- TRY IT: Each entry below is to be transcribed exactly.

Segment Start: ENTRIES SUPPLIED

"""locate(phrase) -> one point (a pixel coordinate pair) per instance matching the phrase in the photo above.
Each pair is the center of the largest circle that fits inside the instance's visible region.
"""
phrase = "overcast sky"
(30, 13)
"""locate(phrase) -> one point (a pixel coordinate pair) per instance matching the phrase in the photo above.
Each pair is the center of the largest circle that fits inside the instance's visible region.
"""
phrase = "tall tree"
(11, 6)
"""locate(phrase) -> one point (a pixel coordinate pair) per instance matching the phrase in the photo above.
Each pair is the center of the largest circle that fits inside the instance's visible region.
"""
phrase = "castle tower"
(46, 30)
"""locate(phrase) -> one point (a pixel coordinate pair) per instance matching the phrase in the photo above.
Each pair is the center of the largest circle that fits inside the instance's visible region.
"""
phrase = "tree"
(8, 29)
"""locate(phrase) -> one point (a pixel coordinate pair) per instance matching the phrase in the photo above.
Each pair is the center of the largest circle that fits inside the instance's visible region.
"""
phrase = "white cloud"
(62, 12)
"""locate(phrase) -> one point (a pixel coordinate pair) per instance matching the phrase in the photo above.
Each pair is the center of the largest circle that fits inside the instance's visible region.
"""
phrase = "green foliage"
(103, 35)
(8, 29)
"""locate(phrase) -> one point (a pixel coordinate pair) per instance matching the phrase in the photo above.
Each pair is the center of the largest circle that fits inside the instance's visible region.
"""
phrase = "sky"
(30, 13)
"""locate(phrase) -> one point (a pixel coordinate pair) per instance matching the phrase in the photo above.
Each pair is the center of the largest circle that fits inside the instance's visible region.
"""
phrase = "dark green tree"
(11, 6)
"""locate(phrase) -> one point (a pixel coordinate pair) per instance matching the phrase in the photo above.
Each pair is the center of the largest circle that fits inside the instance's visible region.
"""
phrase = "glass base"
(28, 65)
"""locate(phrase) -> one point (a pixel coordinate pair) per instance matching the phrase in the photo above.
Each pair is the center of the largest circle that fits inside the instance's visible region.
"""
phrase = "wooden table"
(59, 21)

Segment End: ENTRIES SUPPLIED

- RESPONSE BELOW:
"""locate(phrase) -> one point (a pixel coordinate pair) per instance matching the phrase in the photo above.
Each pair is the center of the largest circle that fits inside the instance's visible region.
"""
phrase = "overcast sky"
(30, 13)
"""locate(phrase) -> one point (a pixel coordinate pair) per instance matching the phrase in the photo above.
Each pair is the center of the largest circle that fits inside the instance's visible region.
"""
phrase = "tall tree"
(11, 6)
"""locate(phrase) -> one point (a pixel coordinate pair) per instance matching the phrase in the photo above.
Each pair is the center of the largest circle that fits inside the instance's visible region.
"""
phrase = "castle tower"
(46, 30)
"""locate(phrase) -> one point (a pixel coordinate pair) per instance matching the phrase in the photo above.
Each pair is the center of the largest circle that fits inside the instance's visible region.
"""
phrase = "tree"
(8, 29)
"""locate(phrase) -> one point (a pixel coordinate pair) per instance matching the phrase in the photo above.
Each pair is the center of the largest circle that fits inside the instance's visible region.
"""
phrase = "white cloud"
(62, 12)
"""locate(phrase) -> one point (a pixel coordinate pair) per instance matching the phrase in the photo above.
Each pair is the center of the largest circle that fits inside the instance's visible region.
"""
phrase = "green foliage"
(103, 35)
(8, 29)
"""locate(phrase) -> one point (a pixel coordinate pair) per instance matching the phrase in the photo above.
Each pair is the center of the largest circle that fits inside the instance's visible region.
"""
phrase = "sky"
(30, 13)
"""locate(phrase) -> one point (a pixel coordinate pair) per instance matching the phrase in the photo above.
Each pair is the center of the largest circle that fits inside the instance's visible region.
"""
phrase = "dark green tree"
(11, 6)
"""locate(phrase) -> one point (a pixel coordinate pair) per instance matching the phrase in the photo above.
Each pair is the center of the largest circle that fits inside the instance's visible region.
"""
phrase = "glass base"
(28, 65)
"""locate(phrase) -> one point (a pixel coordinate pair) per instance matching the phrase in the photo above.
Each pair is the center of the largest circle that fits inside the instance's visible region.
"""
phrase = "wooden table"
(59, 21)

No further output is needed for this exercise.